(Data items)

▬▬▬

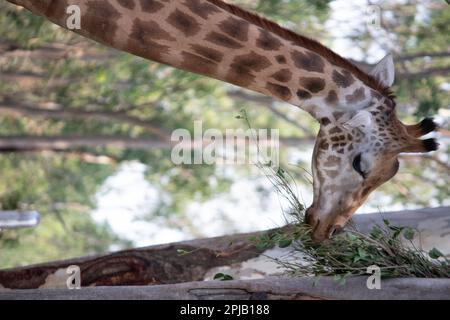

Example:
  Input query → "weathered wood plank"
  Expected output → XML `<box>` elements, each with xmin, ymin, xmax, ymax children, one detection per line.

<box><xmin>0</xmin><ymin>276</ymin><xmax>449</xmax><ymax>300</ymax></box>
<box><xmin>0</xmin><ymin>228</ymin><xmax>270</xmax><ymax>289</ymax></box>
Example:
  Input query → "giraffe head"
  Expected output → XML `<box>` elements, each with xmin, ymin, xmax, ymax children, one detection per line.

<box><xmin>306</xmin><ymin>55</ymin><xmax>439</xmax><ymax>242</ymax></box>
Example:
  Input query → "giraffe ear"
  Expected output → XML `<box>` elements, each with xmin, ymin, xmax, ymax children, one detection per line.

<box><xmin>370</xmin><ymin>54</ymin><xmax>395</xmax><ymax>87</ymax></box>
<box><xmin>342</xmin><ymin>110</ymin><xmax>372</xmax><ymax>132</ymax></box>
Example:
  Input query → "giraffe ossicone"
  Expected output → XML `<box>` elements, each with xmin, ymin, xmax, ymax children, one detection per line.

<box><xmin>11</xmin><ymin>0</ymin><xmax>440</xmax><ymax>242</ymax></box>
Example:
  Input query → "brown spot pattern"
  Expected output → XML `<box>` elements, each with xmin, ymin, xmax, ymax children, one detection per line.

<box><xmin>324</xmin><ymin>156</ymin><xmax>341</xmax><ymax>167</ymax></box>
<box><xmin>183</xmin><ymin>0</ymin><xmax>221</xmax><ymax>19</ymax></box>
<box><xmin>227</xmin><ymin>52</ymin><xmax>273</xmax><ymax>87</ymax></box>
<box><xmin>319</xmin><ymin>140</ymin><xmax>329</xmax><ymax>150</ymax></box>
<box><xmin>257</xmin><ymin>29</ymin><xmax>282</xmax><ymax>51</ymax></box>
<box><xmin>129</xmin><ymin>19</ymin><xmax>175</xmax><ymax>42</ymax></box>
<box><xmin>271</xmin><ymin>69</ymin><xmax>292</xmax><ymax>82</ymax></box>
<box><xmin>180</xmin><ymin>51</ymin><xmax>218</xmax><ymax>76</ymax></box>
<box><xmin>346</xmin><ymin>87</ymin><xmax>366</xmax><ymax>103</ymax></box>
<box><xmin>225</xmin><ymin>71</ymin><xmax>255</xmax><ymax>88</ymax></box>
<box><xmin>332</xmin><ymin>111</ymin><xmax>344</xmax><ymax>120</ymax></box>
<box><xmin>167</xmin><ymin>9</ymin><xmax>200</xmax><ymax>37</ymax></box>
<box><xmin>231</xmin><ymin>52</ymin><xmax>271</xmax><ymax>73</ymax></box>
<box><xmin>266</xmin><ymin>83</ymin><xmax>292</xmax><ymax>100</ymax></box>
<box><xmin>218</xmin><ymin>17</ymin><xmax>249</xmax><ymax>42</ymax></box>
<box><xmin>296</xmin><ymin>89</ymin><xmax>312</xmax><ymax>99</ymax></box>
<box><xmin>33</xmin><ymin>0</ymin><xmax>68</xmax><ymax>24</ymax></box>
<box><xmin>321</xmin><ymin>118</ymin><xmax>331</xmax><ymax>126</ymax></box>
<box><xmin>299</xmin><ymin>77</ymin><xmax>325</xmax><ymax>93</ymax></box>
<box><xmin>191</xmin><ymin>44</ymin><xmax>224</xmax><ymax>63</ymax></box>
<box><xmin>326</xmin><ymin>90</ymin><xmax>338</xmax><ymax>105</ymax></box>
<box><xmin>276</xmin><ymin>55</ymin><xmax>287</xmax><ymax>64</ymax></box>
<box><xmin>205</xmin><ymin>31</ymin><xmax>243</xmax><ymax>49</ymax></box>
<box><xmin>84</xmin><ymin>1</ymin><xmax>121</xmax><ymax>44</ymax></box>
<box><xmin>139</xmin><ymin>0</ymin><xmax>163</xmax><ymax>13</ymax></box>
<box><xmin>291</xmin><ymin>50</ymin><xmax>325</xmax><ymax>73</ymax></box>
<box><xmin>329</xmin><ymin>127</ymin><xmax>342</xmax><ymax>134</ymax></box>
<box><xmin>332</xmin><ymin>69</ymin><xmax>355</xmax><ymax>88</ymax></box>
<box><xmin>128</xmin><ymin>18</ymin><xmax>171</xmax><ymax>61</ymax></box>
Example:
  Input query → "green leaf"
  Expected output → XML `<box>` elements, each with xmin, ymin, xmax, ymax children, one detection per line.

<box><xmin>383</xmin><ymin>219</ymin><xmax>390</xmax><ymax>226</ymax></box>
<box><xmin>357</xmin><ymin>247</ymin><xmax>368</xmax><ymax>259</ymax></box>
<box><xmin>403</xmin><ymin>228</ymin><xmax>415</xmax><ymax>240</ymax></box>
<box><xmin>347</xmin><ymin>233</ymin><xmax>358</xmax><ymax>241</ymax></box>
<box><xmin>278</xmin><ymin>238</ymin><xmax>292</xmax><ymax>248</ymax></box>
<box><xmin>276</xmin><ymin>168</ymin><xmax>285</xmax><ymax>178</ymax></box>
<box><xmin>388</xmin><ymin>225</ymin><xmax>404</xmax><ymax>240</ymax></box>
<box><xmin>250</xmin><ymin>235</ymin><xmax>272</xmax><ymax>251</ymax></box>
<box><xmin>222</xmin><ymin>274</ymin><xmax>234</xmax><ymax>281</ymax></box>
<box><xmin>214</xmin><ymin>273</ymin><xmax>233</xmax><ymax>281</ymax></box>
<box><xmin>370</xmin><ymin>226</ymin><xmax>383</xmax><ymax>239</ymax></box>
<box><xmin>429</xmin><ymin>248</ymin><xmax>444</xmax><ymax>259</ymax></box>
<box><xmin>214</xmin><ymin>273</ymin><xmax>224</xmax><ymax>280</ymax></box>
<box><xmin>255</xmin><ymin>241</ymin><xmax>270</xmax><ymax>251</ymax></box>
<box><xmin>392</xmin><ymin>229</ymin><xmax>403</xmax><ymax>239</ymax></box>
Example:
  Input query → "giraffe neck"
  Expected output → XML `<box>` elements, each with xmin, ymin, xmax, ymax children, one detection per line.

<box><xmin>14</xmin><ymin>0</ymin><xmax>378</xmax><ymax>118</ymax></box>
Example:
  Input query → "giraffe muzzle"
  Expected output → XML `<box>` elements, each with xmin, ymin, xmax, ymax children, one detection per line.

<box><xmin>306</xmin><ymin>206</ymin><xmax>346</xmax><ymax>242</ymax></box>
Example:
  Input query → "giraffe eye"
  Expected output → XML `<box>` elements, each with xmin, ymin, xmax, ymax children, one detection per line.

<box><xmin>353</xmin><ymin>153</ymin><xmax>367</xmax><ymax>179</ymax></box>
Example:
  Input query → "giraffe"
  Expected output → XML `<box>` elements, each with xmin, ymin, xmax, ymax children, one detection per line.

<box><xmin>7</xmin><ymin>0</ymin><xmax>439</xmax><ymax>241</ymax></box>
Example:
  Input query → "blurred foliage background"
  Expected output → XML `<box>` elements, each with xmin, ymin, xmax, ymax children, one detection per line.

<box><xmin>0</xmin><ymin>0</ymin><xmax>448</xmax><ymax>268</ymax></box>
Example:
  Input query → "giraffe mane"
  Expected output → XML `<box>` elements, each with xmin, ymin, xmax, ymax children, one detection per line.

<box><xmin>207</xmin><ymin>0</ymin><xmax>395</xmax><ymax>100</ymax></box>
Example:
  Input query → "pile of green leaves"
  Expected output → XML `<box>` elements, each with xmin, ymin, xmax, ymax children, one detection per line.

<box><xmin>254</xmin><ymin>221</ymin><xmax>450</xmax><ymax>280</ymax></box>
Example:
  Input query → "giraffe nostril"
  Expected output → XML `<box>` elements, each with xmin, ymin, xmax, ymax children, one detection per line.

<box><xmin>329</xmin><ymin>227</ymin><xmax>336</xmax><ymax>238</ymax></box>
<box><xmin>329</xmin><ymin>225</ymin><xmax>342</xmax><ymax>238</ymax></box>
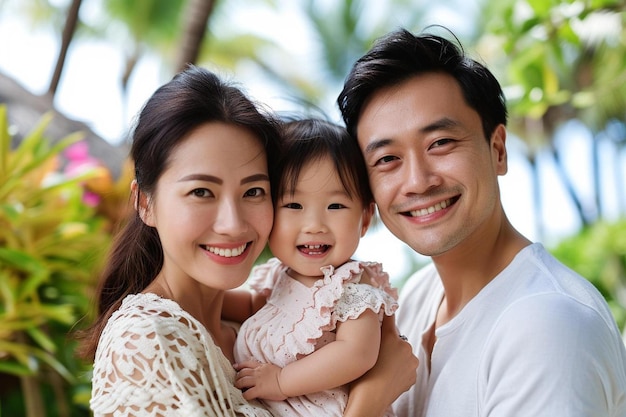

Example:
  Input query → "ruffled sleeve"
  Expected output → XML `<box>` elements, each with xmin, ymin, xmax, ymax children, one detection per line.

<box><xmin>332</xmin><ymin>261</ymin><xmax>399</xmax><ymax>324</ymax></box>
<box><xmin>247</xmin><ymin>257</ymin><xmax>285</xmax><ymax>297</ymax></box>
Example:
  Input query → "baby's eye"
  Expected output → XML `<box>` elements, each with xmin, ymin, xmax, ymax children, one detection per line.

<box><xmin>244</xmin><ymin>187</ymin><xmax>266</xmax><ymax>198</ymax></box>
<box><xmin>328</xmin><ymin>203</ymin><xmax>346</xmax><ymax>210</ymax></box>
<box><xmin>191</xmin><ymin>188</ymin><xmax>212</xmax><ymax>198</ymax></box>
<box><xmin>284</xmin><ymin>202</ymin><xmax>302</xmax><ymax>210</ymax></box>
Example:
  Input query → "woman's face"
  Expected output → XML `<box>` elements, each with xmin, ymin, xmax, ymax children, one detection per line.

<box><xmin>140</xmin><ymin>122</ymin><xmax>273</xmax><ymax>292</ymax></box>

▬▬▬

- Task prompt: Lines holding "green" in the data above: copy each of them.

- Completed task:
  Input query → "green leaf"
  Input query → "pile of green leaves"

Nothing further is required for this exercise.